[Questions]
1. In the post about household chores, by what age did the writer start helping with hardcore chores?
2. Rewrite the paragraph of the post about household chores that begins "This benefited me as well" as a short list that keeps its main facts.
3. Please duplicate everything in the post about household chores from "I wasn’t quite" down to "past 10 years.".

[Document extract]
/---

I wasn’t quite that much of a superwoman, but I started helping with hardcore chores by age 7 and was cooking dinner several nights a week by the time I was a teenager… This is true! I could cook many things by heart. Oh hey, it looks like I say what I wanted to say here a couple sentences lower. I just the patterns of my brain haven’t changed much in the past 10 years.
I was more helpful as a teen than as a younger kid.
This benefited me as well… by the time I was on my own I knew how to cook and grocery shop and do basic cleaning. I’d been taught. I had years of practice. Just because I choose not to do many of these things now doesn’t mean I don’t know how.
As the kid gets older, zie waits on the parents rather than the other way around. That’s how I was brought up. I had kind of hoped for this, but alas, DC1 has to be cajoled to empty the dishwasher or make hir one meal a week etc. The cajoling often takes both parents (zie only does it, with grumbling, when the SECOND parent, usually DH, says zie has to). DC2 has been pretty helpful on the days that school assignments get done super early. I think zie gets bored.
Sure, I went through normal stages of teenage angst… and was treated with sympathetic but amused indulgence that it probably deserved. DC1 had some rebel-ly angst last year, but sometime last year zie found out that one of hir friends has a terrible homelife (zie was telling us this this year while in pandemic, not last year when it actually happened– zie hasn’t kept in touch with the kid, otherwise I’d have suggested zie bring the kid home sometimes) and that made hir grateful for us. And then this year there’s just been no angst at all, which I attribute to being able to get up at 8 instead of 6. Sleep is important!
I had friends who went through more abnormal stages of teenage angst. Mostly coinciding with parents divorcing. Some with SAHM (I’m not sure what I meant by this or who I was thinking about). My mom bought a pregnancy test for a friend of mine…(huh, was her mom a SAHM? I have lost that memory!) Some angst caused by parents, abuse… (There’s a reason kids go away to boarding school…) When we were residence assistants in graduate school we had a student who was an only child with a very overbearing mom… he was a stress case. One nice thing about being busy with work is that it’s really hard to cause too much damage through overparenting– there just isn’t *time*! I mean, maybe if you’re that law professor at Yale who is super messed up (apparently she hosted inappropriate parties this past year in exchange for clerkship recommendations and her husband is not supposed to be alone with law students and it sounds like there’s a lot going on besides the Tiger Mom stuff). But most of us don’t have that kind of energy!
So… I wonder how to end this. Maybe just with a series of questions for Grumpy Nation.

\---

[Saved data entries]
/---

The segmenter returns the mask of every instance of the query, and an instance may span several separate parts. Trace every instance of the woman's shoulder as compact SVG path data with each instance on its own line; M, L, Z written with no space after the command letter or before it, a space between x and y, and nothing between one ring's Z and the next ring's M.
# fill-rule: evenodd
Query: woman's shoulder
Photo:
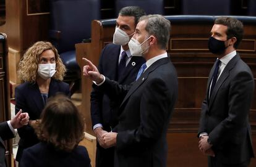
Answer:
M20 84L18 86L17 86L15 88L15 89L23 90L23 89L30 89L30 87L35 86L35 84L36 84L36 83L25 82L23 83Z
M59 85L60 86L63 86L63 87L69 86L68 83L65 83L64 81L62 81L57 80L57 79L55 79L53 78L52 81L53 81L53 83L54 83L55 84L57 84Z

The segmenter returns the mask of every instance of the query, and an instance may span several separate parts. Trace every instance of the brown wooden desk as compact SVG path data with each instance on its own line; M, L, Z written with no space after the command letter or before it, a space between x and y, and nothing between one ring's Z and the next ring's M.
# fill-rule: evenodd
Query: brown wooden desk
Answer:
M192 15L166 17L171 22L167 51L177 69L179 79L178 99L167 134L168 166L207 166L207 157L199 153L196 135L208 76L216 58L208 52L207 47L215 17ZM237 51L256 76L256 17L237 18L244 22L245 33ZM92 42L76 45L77 60L81 68L84 65L82 61L83 56L95 65L98 64L101 50L112 42L114 26L114 19L92 22ZM80 107L87 122L87 131L94 135L90 112L92 82L84 77L82 78ZM256 152L256 98L251 107L250 120ZM250 166L255 166L256 160L253 159Z

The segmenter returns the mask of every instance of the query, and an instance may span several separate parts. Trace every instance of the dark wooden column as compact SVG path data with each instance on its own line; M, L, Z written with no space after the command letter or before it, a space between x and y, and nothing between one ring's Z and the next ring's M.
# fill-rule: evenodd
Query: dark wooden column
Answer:
M6 35L0 33L0 122L11 119L7 55ZM11 166L12 153L12 140L6 141L6 161L8 166Z

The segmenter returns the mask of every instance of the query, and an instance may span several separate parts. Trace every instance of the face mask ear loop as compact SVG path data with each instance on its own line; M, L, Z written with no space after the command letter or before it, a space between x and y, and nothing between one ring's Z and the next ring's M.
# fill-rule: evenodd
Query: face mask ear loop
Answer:
M128 35L129 37L131 36L134 36L134 35L135 34L135 31L133 32L132 34Z

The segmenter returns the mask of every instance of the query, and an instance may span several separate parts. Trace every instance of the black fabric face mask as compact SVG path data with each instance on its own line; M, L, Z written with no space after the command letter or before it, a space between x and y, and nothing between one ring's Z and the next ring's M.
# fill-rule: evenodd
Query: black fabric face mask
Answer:
M211 36L208 41L208 48L210 52L214 54L221 54L227 47L225 46L225 41L218 40Z

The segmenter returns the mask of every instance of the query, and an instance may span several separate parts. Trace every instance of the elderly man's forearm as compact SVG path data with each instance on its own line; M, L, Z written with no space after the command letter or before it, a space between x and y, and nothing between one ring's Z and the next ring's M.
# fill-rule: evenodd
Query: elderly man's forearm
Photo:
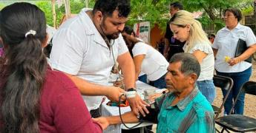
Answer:
M107 117L107 119L110 125L122 123L122 120L119 116L108 117ZM125 123L131 123L139 122L139 119L136 117L136 115L132 112L129 112L122 115L122 119Z

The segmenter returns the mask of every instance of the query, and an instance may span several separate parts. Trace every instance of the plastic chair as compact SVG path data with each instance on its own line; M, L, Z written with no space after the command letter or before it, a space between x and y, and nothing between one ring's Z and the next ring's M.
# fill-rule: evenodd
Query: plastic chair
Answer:
M216 119L217 117L218 117L223 108L224 107L224 103L226 99L228 98L228 96L230 93L231 89L233 87L233 80L229 77L214 75L213 78L213 81L214 81L214 83L215 86L220 87L227 91L227 93L226 96L224 97L223 101L221 103L220 107L211 105L212 109L214 113L216 114L215 115L215 119Z
M248 81L245 83L240 90L239 95L241 92L244 92L246 94L256 95L256 82ZM232 110L233 109L238 96L234 100L232 105ZM256 131L256 119L249 117L243 115L230 115L220 117L215 120L217 124L221 126L224 130L229 129L235 132L248 132ZM228 130L226 130L228 131ZM228 131L229 132L229 131Z

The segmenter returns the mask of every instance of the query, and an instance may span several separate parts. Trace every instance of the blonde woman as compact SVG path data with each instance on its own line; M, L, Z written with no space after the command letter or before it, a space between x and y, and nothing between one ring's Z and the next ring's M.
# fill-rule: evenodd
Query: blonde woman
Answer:
M201 24L194 19L191 13L180 10L170 19L170 27L174 37L184 45L184 52L192 53L198 60L201 66L201 72L197 85L211 103L214 100L216 93L213 83L214 69L214 58L206 33Z

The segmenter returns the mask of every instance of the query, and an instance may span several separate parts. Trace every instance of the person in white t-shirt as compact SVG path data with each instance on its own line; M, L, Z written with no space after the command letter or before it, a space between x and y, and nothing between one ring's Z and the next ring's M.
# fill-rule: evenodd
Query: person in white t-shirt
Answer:
M180 10L170 19L170 27L175 38L182 42L186 41L184 52L192 53L200 62L201 72L197 85L208 101L212 103L216 95L212 80L214 57L211 42L201 24L193 18L192 13Z
M249 80L252 75L252 64L245 61L256 51L256 37L250 27L241 25L242 13L238 9L229 8L224 11L226 27L220 30L212 45L216 55L215 69L219 75L231 78L234 86L224 104L225 114L232 110L233 101L237 98L242 85ZM248 49L240 55L234 57L239 39L246 41ZM226 90L223 89L223 95ZM243 114L245 93L241 92L236 105L234 114Z
M140 73L142 72L154 86L166 88L165 77L168 63L165 58L151 46L137 39L131 27L125 26L122 35L134 58L135 80L138 80Z
M148 105L136 94L134 64L120 33L131 11L128 0L98 0L93 10L82 9L55 33L50 55L52 67L64 72L85 96L93 117L100 116L102 96L118 100L123 90L109 86L108 78L117 61L124 75L131 109L145 115Z

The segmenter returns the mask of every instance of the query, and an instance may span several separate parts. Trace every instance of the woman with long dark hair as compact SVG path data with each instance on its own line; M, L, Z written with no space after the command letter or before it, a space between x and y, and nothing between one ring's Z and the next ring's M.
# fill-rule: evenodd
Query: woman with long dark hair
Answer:
M166 88L165 77L169 64L165 57L151 46L136 38L131 27L125 26L122 35L134 59L135 80L138 79L140 73L142 72L154 86Z
M0 15L0 132L102 132L75 84L47 65L44 13L15 3Z

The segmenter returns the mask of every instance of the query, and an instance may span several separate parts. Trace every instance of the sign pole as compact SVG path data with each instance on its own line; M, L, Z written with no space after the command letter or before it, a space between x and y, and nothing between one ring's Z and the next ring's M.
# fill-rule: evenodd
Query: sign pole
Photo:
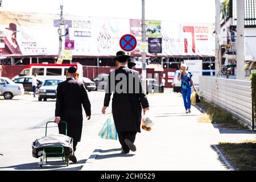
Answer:
M146 20L145 20L145 0L142 1L142 42L146 43ZM146 53L143 52L141 53L142 57L142 86L143 90L146 92L146 79L147 79L147 70L146 69Z
M61 51L62 51L62 25L64 24L63 18L63 5L60 5L60 29L59 29L59 59L61 59Z

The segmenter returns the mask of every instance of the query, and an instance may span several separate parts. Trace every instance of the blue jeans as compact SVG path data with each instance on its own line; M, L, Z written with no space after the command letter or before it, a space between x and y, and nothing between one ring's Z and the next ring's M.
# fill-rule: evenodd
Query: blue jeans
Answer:
M34 96L35 97L35 94L36 93L36 86L33 86L33 92L34 92Z
M191 108L191 101L190 96L191 96L191 89L187 90L182 90L182 97L183 97L184 105L185 110Z

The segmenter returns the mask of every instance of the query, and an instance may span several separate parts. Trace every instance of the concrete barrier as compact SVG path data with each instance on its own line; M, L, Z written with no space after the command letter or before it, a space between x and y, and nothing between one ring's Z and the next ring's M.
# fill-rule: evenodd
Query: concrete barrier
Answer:
M251 81L201 76L199 84L199 92L205 100L251 125Z

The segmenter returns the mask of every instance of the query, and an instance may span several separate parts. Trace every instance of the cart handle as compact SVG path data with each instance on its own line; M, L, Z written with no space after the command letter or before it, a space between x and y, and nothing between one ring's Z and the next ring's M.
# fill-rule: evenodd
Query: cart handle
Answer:
M55 123L55 121L48 121L46 123L46 136L47 136L47 125L49 123ZM64 123L66 125L66 135L68 135L68 123L67 123L67 122L64 121L60 121L60 123Z

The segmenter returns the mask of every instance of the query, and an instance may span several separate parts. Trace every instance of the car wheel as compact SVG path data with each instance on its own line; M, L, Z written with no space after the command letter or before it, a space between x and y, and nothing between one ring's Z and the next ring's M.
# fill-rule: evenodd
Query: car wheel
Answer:
M5 99L9 100L13 98L13 95L10 92L6 92L3 94L3 97L5 98Z

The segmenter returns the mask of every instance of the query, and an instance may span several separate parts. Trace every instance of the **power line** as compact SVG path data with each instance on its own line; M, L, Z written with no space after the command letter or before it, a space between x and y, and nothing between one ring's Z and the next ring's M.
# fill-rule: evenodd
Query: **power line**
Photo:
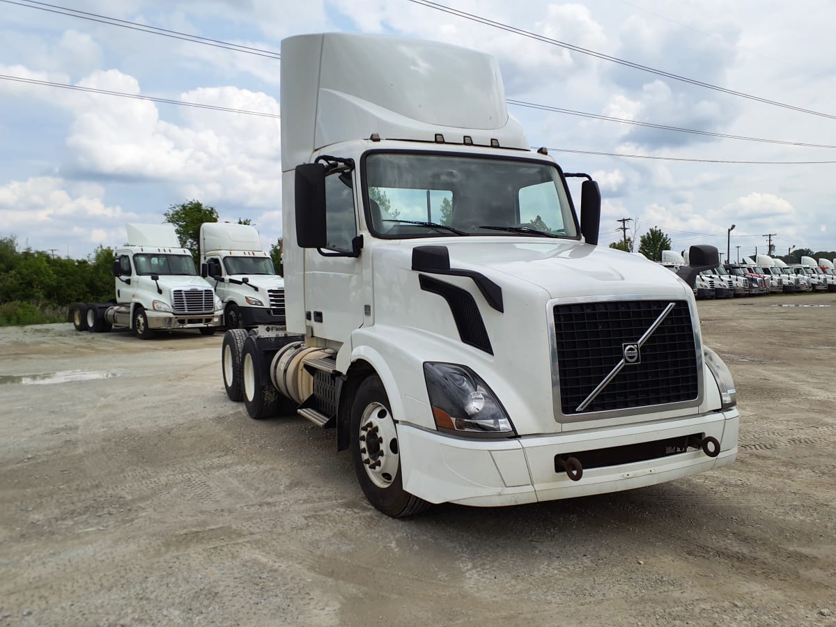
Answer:
M16 2L15 0L0 0L0 2L6 3L7 4L15 4L18 7L36 8L38 11L48 11L51 13L67 15L70 18L79 18L79 19L86 19L91 22L99 22L103 24L110 24L110 26L120 26L123 28L130 28L130 30L136 30L141 33L150 33L151 34L170 37L173 39L181 39L182 41L188 41L193 43L202 43L206 46L222 48L226 50L232 50L233 52L255 54L256 56L267 57L268 59L281 59L281 54L279 53L273 52L272 50L263 50L258 48L252 48L250 46L243 46L238 43L221 41L220 39L212 39L208 37L191 35L187 33L180 33L176 30L168 30L167 28L161 28L156 26L140 24L136 22L129 22L128 20L119 19L117 18L109 18L106 15L90 13L86 11L79 11L74 8L61 7L57 4L48 4L47 3L36 2L35 0L23 0L23 2Z
M412 2L412 0L410 0ZM730 163L739 165L759 165L759 166L817 166L821 164L836 163L836 161L735 161L726 159L690 159L687 157L666 157L651 156L650 155L625 155L619 152L599 152L596 150L574 150L569 148L547 148L548 150L554 152L572 152L577 155L598 155L600 156L625 157L629 159L653 159L661 161L691 161L696 163Z
M586 113L584 111L574 111L571 109L563 109L561 107L553 107L548 104L538 104L534 102L525 102L524 100L506 99L509 104L518 107L527 107L537 109L542 111L553 111L554 113L563 113L568 115L578 115L583 118L592 118L594 120L603 120L607 122L619 122L621 124L630 124L635 126L645 126L652 129L660 129L662 130L675 130L678 133L692 133L694 135L702 135L710 137L720 137L726 140L743 140L745 141L761 141L767 144L782 144L783 145L803 146L805 148L836 148L836 145L829 144L806 144L801 141L783 141L781 140L767 140L760 137L747 137L740 135L727 135L726 133L715 133L710 130L698 130L696 129L686 129L681 126L668 126L662 124L654 124L653 122L640 122L634 120L624 120L624 118L613 118L609 115L599 115L594 113Z
M28 83L31 84L43 85L45 87L60 87L64 89L75 89L77 91L85 91L92 94L102 94L108 96L120 96L121 98L133 98L136 100L150 100L164 104L177 104L186 107L194 107L196 109L208 109L212 111L226 111L227 113L242 113L247 115L258 115L264 118L280 119L282 116L275 113L264 113L263 111L251 111L246 109L232 109L231 107L221 107L215 104L203 104L197 102L186 102L186 100L175 100L170 98L155 98L154 96L143 96L138 94L125 94L121 91L111 91L110 89L98 89L94 87L82 87L80 85L68 85L64 83L54 83L48 80L38 80L37 79L24 79L20 76L7 76L0 74L0 79L13 80L18 83Z
M752 94L746 94L742 91L736 91L735 89L729 89L726 87L720 87L719 85L711 84L711 83L705 83L701 80L696 80L696 79L689 79L686 76L681 76L680 74L673 74L672 72L666 72L662 69L656 69L647 65L642 65L641 64L634 63L632 61L628 61L624 59L619 59L619 57L613 57L609 54L604 54L603 53L595 52L594 50L590 50L586 48L581 48L580 46L576 46L573 43L568 43L567 42L559 41L558 39L553 39L550 37L546 37L545 35L540 35L537 33L532 33L531 31L523 30L522 28L517 28L515 26L511 26L510 24L506 24L502 22L495 22L492 19L487 19L487 18L482 18L481 16L476 15L474 13L468 13L465 11L460 11L459 9L451 8L451 7L446 7L443 4L439 4L438 3L431 2L431 0L408 0L408 2L414 3L415 4L420 4L422 7L426 7L427 8L435 9L436 11L441 11L446 13L450 13L451 15L455 15L459 18L464 18L465 19L469 19L472 22L477 22L486 26L491 26L494 28L499 28L500 30L504 30L508 33L513 33L517 35L522 35L523 37L528 37L531 39L535 39L536 41L543 42L543 43L550 43L553 46L558 46L559 48L566 48L567 50L571 50L573 52L580 53L581 54L587 54L590 57L594 57L596 59L600 59L604 61L610 61L619 65L624 65L628 68L633 68L634 69L640 69L644 72L649 72L657 76L663 76L666 79L671 79L673 80L678 80L681 83L687 83L689 84L696 85L697 87L704 87L706 89L713 89L715 91L719 91L723 94L728 94L730 95L737 96L739 98L745 98L749 100L755 100L756 102L761 102L765 104L772 104L776 107L782 107L782 109L789 109L793 111L798 111L800 113L809 114L810 115L818 115L823 118L829 118L831 120L836 120L836 115L828 113L822 113L821 111L813 111L810 109L803 109L803 107L797 107L794 104L788 104L786 103L778 102L777 100L770 100L767 98L762 98L760 96L752 95Z
M280 59L281 54L278 52L273 52L271 50L264 50L257 48L252 48L249 46L243 46L237 43L232 43L231 42L222 41L221 39L213 39L207 37L201 37L199 35L193 35L188 33L181 33L179 31L168 30L166 28L161 28L155 26L150 26L148 24L140 24L135 22L130 22L128 20L119 19L117 18L111 18L106 15L101 15L99 13L92 13L86 11L79 11L78 9L69 8L66 7L62 7L57 4L49 4L48 3L38 2L37 0L22 0L22 2L18 2L16 0L0 0L0 2L6 3L8 4L15 4L20 7L27 7L28 8L36 8L42 11L48 11L49 13L59 13L60 15L67 15L73 18L79 18L82 19L89 19L94 22L99 22L101 23L108 24L110 26L119 26L122 28L130 28L132 30L137 30L142 33L150 33L150 34L163 35L165 37L172 37L177 39L182 39L184 41L192 42L194 43L202 43L206 45L215 46L217 48L222 48L224 49L232 50L233 52L242 52L251 54L256 54L257 56L266 56L270 59ZM39 5L39 6L34 6ZM732 139L732 140L742 140L746 141L757 141L769 144L779 144L782 145L795 145L807 148L836 148L836 145L827 145L827 144L809 144L800 141L786 141L781 140L769 140L758 137L747 137L745 135L728 135L726 133L715 133L708 130L700 130L696 129L687 129L678 126L670 126L668 125L655 124L652 122L641 122L632 120L624 120L622 118L614 118L608 115L601 115L598 114L586 113L584 111L574 111L569 109L563 109L561 107L553 107L548 104L540 104L538 103L526 102L523 100L515 100L512 99L508 99L506 100L509 104L527 107L530 109L536 109L545 111L553 111L555 113L563 113L569 115L577 115L580 117L591 118L594 120L601 120L609 122L619 122L620 124L629 124L635 126L644 126L648 128L660 129L662 130L672 130L680 133L690 133L694 135L701 135L710 137L718 137L721 139Z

\---

[Answers to the exercise]
1. By age 7.

2.
- By the time the writer was on their own, they knew how to cook, grocery shop and do basic cleaning.
- They had been taught and had years of practice.
- Choosing not to do many of these things now doesn't mean they don't know how.

3.
I wasn’t quite that much of a superwoman, but I started helping with hardcore chores by age 7 and was cooking dinner several nights a week by the time I was a teenager… This is true! I could cook many things by heart. Oh hey, it looks like I say what I wanted to say here a couple sentences lower. I just the patterns of my brain haven’t changed much in the past 10 years.